> [REQUIRED TASK]: Return the listing below word for word.

> [DATA RECORDS]:
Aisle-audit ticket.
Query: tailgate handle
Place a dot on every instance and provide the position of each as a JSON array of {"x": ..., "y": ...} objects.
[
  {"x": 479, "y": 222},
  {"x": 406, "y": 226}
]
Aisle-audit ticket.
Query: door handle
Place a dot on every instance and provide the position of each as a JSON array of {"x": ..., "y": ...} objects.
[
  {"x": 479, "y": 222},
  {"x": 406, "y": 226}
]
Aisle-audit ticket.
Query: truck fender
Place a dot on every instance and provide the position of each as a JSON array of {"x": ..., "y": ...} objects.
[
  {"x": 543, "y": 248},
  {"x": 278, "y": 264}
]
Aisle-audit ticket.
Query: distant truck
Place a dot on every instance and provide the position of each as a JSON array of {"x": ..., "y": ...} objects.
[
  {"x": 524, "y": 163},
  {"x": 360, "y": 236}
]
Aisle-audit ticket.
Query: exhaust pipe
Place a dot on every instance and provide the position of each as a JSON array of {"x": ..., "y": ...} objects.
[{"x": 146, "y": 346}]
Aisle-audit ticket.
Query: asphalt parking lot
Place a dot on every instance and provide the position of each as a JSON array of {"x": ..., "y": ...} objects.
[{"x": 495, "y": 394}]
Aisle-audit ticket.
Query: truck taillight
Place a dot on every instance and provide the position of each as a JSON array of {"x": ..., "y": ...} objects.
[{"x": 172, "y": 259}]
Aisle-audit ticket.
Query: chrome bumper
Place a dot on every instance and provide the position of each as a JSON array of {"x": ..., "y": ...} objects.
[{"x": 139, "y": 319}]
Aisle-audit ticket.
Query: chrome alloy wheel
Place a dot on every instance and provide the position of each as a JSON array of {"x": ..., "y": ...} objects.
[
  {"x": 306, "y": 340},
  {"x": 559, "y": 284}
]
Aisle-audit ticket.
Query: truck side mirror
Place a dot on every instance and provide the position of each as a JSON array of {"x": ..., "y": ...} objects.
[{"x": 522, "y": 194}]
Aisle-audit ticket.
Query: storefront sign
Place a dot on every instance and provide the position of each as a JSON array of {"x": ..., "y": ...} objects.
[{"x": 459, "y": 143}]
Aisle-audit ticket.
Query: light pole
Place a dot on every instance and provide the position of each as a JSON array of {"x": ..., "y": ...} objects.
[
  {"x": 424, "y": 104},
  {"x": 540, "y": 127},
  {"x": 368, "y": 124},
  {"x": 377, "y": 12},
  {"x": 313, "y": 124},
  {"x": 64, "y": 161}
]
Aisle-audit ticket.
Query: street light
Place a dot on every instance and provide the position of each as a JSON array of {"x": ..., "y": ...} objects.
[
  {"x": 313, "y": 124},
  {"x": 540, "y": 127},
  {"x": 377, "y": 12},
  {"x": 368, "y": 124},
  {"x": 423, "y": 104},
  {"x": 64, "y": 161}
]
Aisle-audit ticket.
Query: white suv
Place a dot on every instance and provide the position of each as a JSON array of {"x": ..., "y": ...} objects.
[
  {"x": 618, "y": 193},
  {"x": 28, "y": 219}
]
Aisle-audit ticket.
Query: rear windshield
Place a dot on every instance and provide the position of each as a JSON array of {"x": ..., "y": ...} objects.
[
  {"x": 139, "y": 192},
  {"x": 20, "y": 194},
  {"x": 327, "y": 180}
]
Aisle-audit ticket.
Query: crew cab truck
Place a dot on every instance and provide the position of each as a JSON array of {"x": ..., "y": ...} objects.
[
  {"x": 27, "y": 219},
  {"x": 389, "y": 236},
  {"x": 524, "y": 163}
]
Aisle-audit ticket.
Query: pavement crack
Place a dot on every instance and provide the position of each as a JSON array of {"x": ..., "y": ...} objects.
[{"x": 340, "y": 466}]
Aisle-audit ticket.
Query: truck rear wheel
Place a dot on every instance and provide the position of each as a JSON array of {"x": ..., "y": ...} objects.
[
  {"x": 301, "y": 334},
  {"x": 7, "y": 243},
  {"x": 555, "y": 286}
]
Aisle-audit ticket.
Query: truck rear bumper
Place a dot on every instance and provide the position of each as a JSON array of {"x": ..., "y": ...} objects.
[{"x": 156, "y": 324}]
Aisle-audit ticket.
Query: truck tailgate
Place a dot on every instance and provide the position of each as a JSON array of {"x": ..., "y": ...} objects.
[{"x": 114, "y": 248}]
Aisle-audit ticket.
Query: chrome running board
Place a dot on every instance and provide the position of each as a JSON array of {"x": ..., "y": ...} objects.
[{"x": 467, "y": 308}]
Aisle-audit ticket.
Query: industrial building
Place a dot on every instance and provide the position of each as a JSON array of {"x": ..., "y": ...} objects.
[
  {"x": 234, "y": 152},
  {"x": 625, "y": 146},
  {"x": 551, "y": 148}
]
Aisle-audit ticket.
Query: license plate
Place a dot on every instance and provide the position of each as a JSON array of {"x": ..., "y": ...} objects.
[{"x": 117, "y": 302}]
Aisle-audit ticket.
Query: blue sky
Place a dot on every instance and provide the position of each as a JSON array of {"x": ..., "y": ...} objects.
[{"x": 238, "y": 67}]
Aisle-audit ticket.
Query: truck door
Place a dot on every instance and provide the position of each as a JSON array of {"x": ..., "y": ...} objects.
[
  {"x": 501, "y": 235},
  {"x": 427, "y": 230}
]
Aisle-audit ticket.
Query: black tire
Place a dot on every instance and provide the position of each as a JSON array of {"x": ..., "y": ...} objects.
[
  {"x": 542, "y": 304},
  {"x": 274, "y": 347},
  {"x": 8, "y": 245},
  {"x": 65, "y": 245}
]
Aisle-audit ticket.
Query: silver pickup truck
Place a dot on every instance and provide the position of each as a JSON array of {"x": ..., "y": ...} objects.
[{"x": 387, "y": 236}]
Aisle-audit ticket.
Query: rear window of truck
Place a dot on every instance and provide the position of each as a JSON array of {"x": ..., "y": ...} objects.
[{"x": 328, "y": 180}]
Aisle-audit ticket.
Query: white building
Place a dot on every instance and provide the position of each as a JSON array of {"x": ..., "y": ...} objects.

> [SOLUTION FOR THIS EXERCISE]:
Aisle-audit ticket.
Query: tailgate handle
Place a dot on every instance and provide the position of each as a JSON array of {"x": ..., "y": ...} objects.
[
  {"x": 479, "y": 222},
  {"x": 406, "y": 226}
]
Aisle-audit ticket.
Query: door handle
Place a dot on every instance and provide the position of each as a JSON array of {"x": ..., "y": ...} objects.
[
  {"x": 479, "y": 222},
  {"x": 406, "y": 226}
]
Aisle-audit ticket.
Query: truck fender
Place a dot on every instance and provide the position of each as a JSON array of {"x": ..., "y": ...} objects.
[
  {"x": 543, "y": 248},
  {"x": 278, "y": 264}
]
Aisle-audit ticket.
Query: distant truck
Place a dot on every instance and provide the position of each as a JSON array of {"x": ..., "y": ...} objects.
[
  {"x": 524, "y": 163},
  {"x": 360, "y": 236}
]
Aisle-audit ticket.
Query: exhaust pipe
Place a dot on every instance and provide the position of each as a JSON array of {"x": ..., "y": ...} objects.
[{"x": 146, "y": 346}]
Aisle-audit ticket.
Query: asphalt parking lot
Place a dot on every instance and provide the position of each as a JSON array of {"x": ..., "y": ...} objects.
[{"x": 495, "y": 394}]
Aisle-audit ticket.
Query: truck taillight
Place a dot on every instance and provide the position of each as a JSON array of {"x": ..., "y": ...} objects.
[{"x": 172, "y": 259}]
Aisle-audit ticket.
Query: chrome bumper
Place a dot on every instance and provide the position of each as a JSON array of {"x": ..., "y": ...} objects.
[{"x": 139, "y": 319}]
Aisle-audit ticket.
Query: chrome alloy wheel
Place a dot on every instance and provide the position of each as a JSON array of {"x": ..., "y": ...} objects.
[
  {"x": 306, "y": 340},
  {"x": 559, "y": 284}
]
Aisle-audit ticket.
Query: truck side mirror
Place a dot on every instance and provide the position of each as a JSON array of {"x": ..., "y": ...} objects.
[{"x": 522, "y": 194}]
Aisle-audit ticket.
Query: storefront sign
Place a dot on every instance and provide the position of each as a JSON array of {"x": ..., "y": ...} objects.
[{"x": 459, "y": 143}]
Aisle-audit ticket.
Query: light pole
Place a dot on every instance and provide the position of each as a JSON array of {"x": ..., "y": ...} objects.
[
  {"x": 424, "y": 104},
  {"x": 540, "y": 127},
  {"x": 368, "y": 124},
  {"x": 377, "y": 12},
  {"x": 313, "y": 124},
  {"x": 64, "y": 161}
]
Aisle-audit ticket.
Query: street light
Place a dot on every instance and provide the position of each as a JSON array of {"x": ..., "y": ...} objects.
[
  {"x": 313, "y": 124},
  {"x": 540, "y": 127},
  {"x": 377, "y": 12},
  {"x": 368, "y": 124},
  {"x": 423, "y": 104},
  {"x": 64, "y": 161}
]
Aisle-audit ticket.
Query: white suv
Place a dot on every instance and provide the position of each as a JSON array of {"x": ..., "y": ...} objects.
[
  {"x": 618, "y": 193},
  {"x": 28, "y": 219}
]
Aisle-audit ticket.
Query: rear windshield
Place a dot on every instance and provide the position of each as a JSON array of {"x": ..., "y": ...} objects.
[
  {"x": 139, "y": 192},
  {"x": 20, "y": 194},
  {"x": 327, "y": 180}
]
Aisle-audit ticket.
Query: crew cab truck
Place a dot on every instance and provide the position of each as a JSON array of {"x": ..., "y": ...} objects.
[
  {"x": 27, "y": 219},
  {"x": 389, "y": 236},
  {"x": 524, "y": 163}
]
Aisle-audit ticket.
Query: pavement crack
Place a dot on every instance and provide the position of each as a JSON array of {"x": ..., "y": ...} objects.
[{"x": 340, "y": 466}]
Aisle-audit ticket.
Query: truck rear wheel
Place a dot on every instance and provide the position of each as a JSON array of {"x": ..., "y": ...} objects.
[
  {"x": 301, "y": 334},
  {"x": 7, "y": 243},
  {"x": 555, "y": 286}
]
Aisle-audit ticket.
Query: truck rear bumper
Place a dot on every instance and provide the position of each as a JSON array of {"x": ..., "y": ...} objects.
[{"x": 156, "y": 324}]
Aisle-audit ticket.
Query: truck tailgate
Place a dot on every instance and provide the position of each as a JSON array of {"x": ..., "y": ...} objects.
[{"x": 114, "y": 248}]
Aisle-audit ticket.
Query: chrome running board
Place a dot on every instance and provide the position of each as a JSON array of {"x": ..., "y": ...} objects.
[{"x": 467, "y": 308}]
Aisle-audit ticket.
Query: industrial building
Place a dot on every instance and provide the position of each as a JSON array of {"x": ..., "y": ...} objects.
[
  {"x": 234, "y": 152},
  {"x": 625, "y": 146},
  {"x": 551, "y": 148}
]
Aisle-audit ticket.
Query: license plate
Place a dot on every instance and provide the position of each as a JSON array of {"x": ..., "y": ...} objects.
[{"x": 117, "y": 302}]
Aisle-audit ticket.
Query: blue sky
Place a dot on every instance and provide the position of each as a JSON array of {"x": ..., "y": ...} objects.
[{"x": 238, "y": 67}]
Aisle-audit ticket.
Query: truck door
Place a dot on every instance and provide the position of each as a JSON array of {"x": ..., "y": ...} objects.
[
  {"x": 501, "y": 235},
  {"x": 427, "y": 230}
]
Aisle-audit ticket.
Query: black tire
Place a dot on every instance and provide the position of each as a JSON array of {"x": ..., "y": ...} objects.
[
  {"x": 542, "y": 304},
  {"x": 274, "y": 347},
  {"x": 8, "y": 245},
  {"x": 65, "y": 245}
]
Aisle-audit ticket.
Query: silver pickup truck
Place a dot on every instance and provide the position of each as a JSON array of {"x": ..., "y": ...} objects.
[{"x": 387, "y": 236}]
Aisle-audit ticket.
Query: rear window of truck
Place a dot on every instance and provide the position of each as a JSON array of {"x": ..., "y": ...} objects.
[{"x": 328, "y": 180}]
Aisle-audit ticket.
Query: white building
Place a dot on every instance and provide the position of each as a JSON array of {"x": ..., "y": ...} objects.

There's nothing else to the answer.